• [Document text]:

--- START ---

- Froedtert sued for the remaining $84 million, arguing the policy’s language (particularly the Additional Coverages prefatory language) establishes that COVID-related losses qualify as "physical loss or damage" under the general $2 billion coverage. The district court dismissed; Froedtert appealed.
Issues
| Issue | Plaintiff's Argument | Defendant's Argument | Held |
|---|---|---|---|
| Whether COVID-19 losses constitute "physical loss or damage" under the policy’s general coverage | "Physical loss or damage" should be read to include losses from COVID-19 (the policy’s Additional Coverages treat communicable diseases as "physical loss or damage"). | The general grant requires a tangible/physical alteration; COVID-19 presence does not alter tangible property characteristics and thus is not covered. | Court: COVID-19 losses do not fall within the general coverage’s "physical loss or damage" as written. |
| Whether the contamination exclusion bars COVID-19–related claims under general coverage | The Additional Coverages/ prefatory language shows communicable-disease losses were intended to be covered, so the contamination exclusion should not swallow that coverage. | The contamination exclusion expressly excludes viruses and thus removes COVID-19 losses from the general coverage; Additional Coverages are separate and limited. | Court: The contamination exclusion plainly excludes virus-related losses from general coverage; that exclusion stands. |
| Whether the Additional Coverages prefatory language rewrites the general coverage so COVID losses qualify for the $2B limit | The prefatory language (saying Additional Coverages are "for insured physical loss or damage") demonstrates parties treated communicable disease costs as "physical loss," so that meaning should apply to the general grant. | The Additional Coverages are separate, "additional" grants that provide limited coverage where the general coverage (and its exclusions) do not apply; the prefatory language does not expand the general grant or limit exclusions. | Court: The Additional Coverages do not alter the scope of the general coverage or negate the contamination exclusion; communicable-disease costs are recoverable only under the Additional Coverage sublimit (here $1M). |
| Whether the contamination exclusion is unenforceable because it conflicts with the communicable disease Additional Coverage | The contamination exclusion conflicts with the communicable disease provision and must be construed against the insurer to allow full recovery. | The provisions can be harmonized: contamination exclusion limits general coverage, and the communicable-disease Additional Coverage separately provides limited coverage (with its own sublimit). | Court: The provisions are harmonizable; the contamination exclusion is enforceable as to general coverage, and the communicable-disease Additional Coverage operates independently (result: only the $1M was recoverable). |
Key Cases Cited
- Colectivo Coffee Roasters, Inc. v. Soc’y Ins., 974 N.W.2d 442 (Wis. 2022) (physical loss requires alteration to property’s tangible characteristics)

--- END ---

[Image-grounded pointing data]

--- START ---

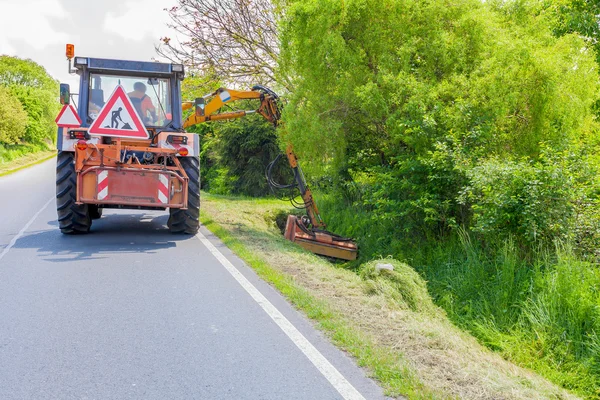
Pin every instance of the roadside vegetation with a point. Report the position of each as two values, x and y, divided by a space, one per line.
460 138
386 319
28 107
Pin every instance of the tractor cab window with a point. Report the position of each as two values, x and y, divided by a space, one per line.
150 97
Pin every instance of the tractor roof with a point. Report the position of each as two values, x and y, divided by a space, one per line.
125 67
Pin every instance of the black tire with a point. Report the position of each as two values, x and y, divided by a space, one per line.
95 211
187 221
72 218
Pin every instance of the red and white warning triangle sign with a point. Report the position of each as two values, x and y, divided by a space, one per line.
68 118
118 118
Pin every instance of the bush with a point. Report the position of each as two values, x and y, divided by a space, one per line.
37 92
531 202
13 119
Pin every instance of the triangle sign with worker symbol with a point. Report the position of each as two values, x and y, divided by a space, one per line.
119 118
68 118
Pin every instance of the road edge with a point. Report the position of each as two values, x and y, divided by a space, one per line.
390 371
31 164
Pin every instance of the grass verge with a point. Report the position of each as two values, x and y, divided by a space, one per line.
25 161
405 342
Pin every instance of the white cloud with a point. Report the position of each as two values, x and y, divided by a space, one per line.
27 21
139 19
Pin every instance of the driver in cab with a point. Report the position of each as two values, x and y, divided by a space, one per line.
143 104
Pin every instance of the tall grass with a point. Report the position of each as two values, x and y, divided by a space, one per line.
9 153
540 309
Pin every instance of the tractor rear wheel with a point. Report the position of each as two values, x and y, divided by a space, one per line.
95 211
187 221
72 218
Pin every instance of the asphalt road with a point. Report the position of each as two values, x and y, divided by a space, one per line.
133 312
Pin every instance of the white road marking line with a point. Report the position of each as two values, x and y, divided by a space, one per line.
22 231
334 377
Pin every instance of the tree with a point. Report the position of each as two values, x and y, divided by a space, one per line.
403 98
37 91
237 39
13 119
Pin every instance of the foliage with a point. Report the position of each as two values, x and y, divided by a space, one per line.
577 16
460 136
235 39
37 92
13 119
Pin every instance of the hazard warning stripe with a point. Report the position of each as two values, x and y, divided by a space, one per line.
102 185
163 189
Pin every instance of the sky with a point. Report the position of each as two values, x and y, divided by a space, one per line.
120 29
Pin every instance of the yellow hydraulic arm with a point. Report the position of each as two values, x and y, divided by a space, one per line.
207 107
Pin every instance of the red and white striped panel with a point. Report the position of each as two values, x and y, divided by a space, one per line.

--- END ---

• [Requirement 1]: From the case summary, quote the passage between "- Froedtert sued" and "dismissed; Froedtert appealed.", inclusive.
• [Requirement 2]:
For each statement below, state whether it agrees with the case summary, answering yes or no and quoting the words of the summary that decide it.
(a) The district court dismissed Froedtert's suit.
(b) The court held that communicable-disease costs could be recovered under the general coverage limit.
(c) The court found the contamination exclusion and the communicable-disease Additional Coverage capable of being harmonized.
• [Requirement 3]:
Answer these questions using the case summary.
(a) What amount did Froedtert sue for?
(b) What is the amount of the general coverage?
(c) Which cited case is described as holding that physical loss requires alteration to property's tangible characteristics?

• [Your response 1]:
- Froedtert sued for the remaining $84 million, arguing the policy’s language (particularly the Additional Coverages prefatory language) establishes that COVID-related losses qualify as "physical loss or damage" under the general $2 billion coverage. The district court dismissed; Froedtert appealed.

• [Your response 2]:
(a) Yes: "The district court dismissed; Froedtert appealed."
(b) No: "communicable-disease costs are recoverable only under the Additional Coverage sublimit (here $1M)."
(c) Yes: "Court: The provisions are harmonizable"

• [Your response 3]:
(a) The remaining $84 million.
(b) $2 billion.
(c) Colectivo Coffee Roasters, Inc. v. Soc’y Ins., 974 N.W.2d 442 (Wis. 2022).